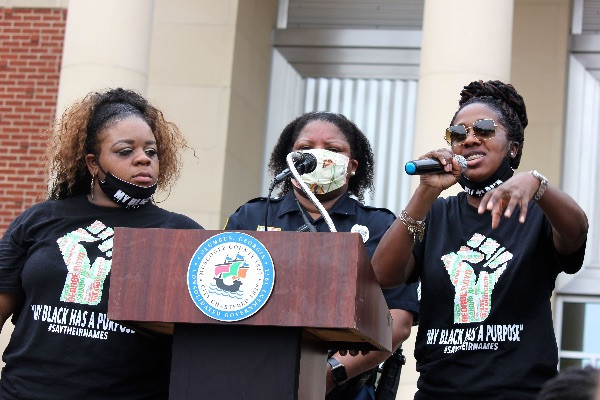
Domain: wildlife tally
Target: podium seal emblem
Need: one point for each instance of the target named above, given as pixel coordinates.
(231, 276)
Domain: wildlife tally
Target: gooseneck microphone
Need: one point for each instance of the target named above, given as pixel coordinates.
(431, 166)
(303, 162)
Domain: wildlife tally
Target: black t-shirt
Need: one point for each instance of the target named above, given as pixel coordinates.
(485, 326)
(348, 215)
(58, 254)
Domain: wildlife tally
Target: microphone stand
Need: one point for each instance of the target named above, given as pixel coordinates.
(306, 190)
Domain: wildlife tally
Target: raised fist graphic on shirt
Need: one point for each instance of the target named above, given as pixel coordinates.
(472, 293)
(85, 279)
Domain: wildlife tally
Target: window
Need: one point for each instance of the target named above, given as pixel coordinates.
(577, 326)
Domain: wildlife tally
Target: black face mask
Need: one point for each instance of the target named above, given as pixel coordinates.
(124, 193)
(479, 189)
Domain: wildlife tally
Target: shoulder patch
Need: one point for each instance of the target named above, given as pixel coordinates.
(259, 199)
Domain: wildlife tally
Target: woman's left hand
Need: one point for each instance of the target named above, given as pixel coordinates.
(515, 192)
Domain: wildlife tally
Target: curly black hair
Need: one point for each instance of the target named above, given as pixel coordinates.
(360, 149)
(506, 102)
(78, 133)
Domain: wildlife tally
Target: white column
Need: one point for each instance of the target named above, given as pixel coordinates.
┄┄┄┄┄┄
▶ Task goal:
State the number of lines in the listing that include the word "shirt", without any other text.

▶ Exercise result:
2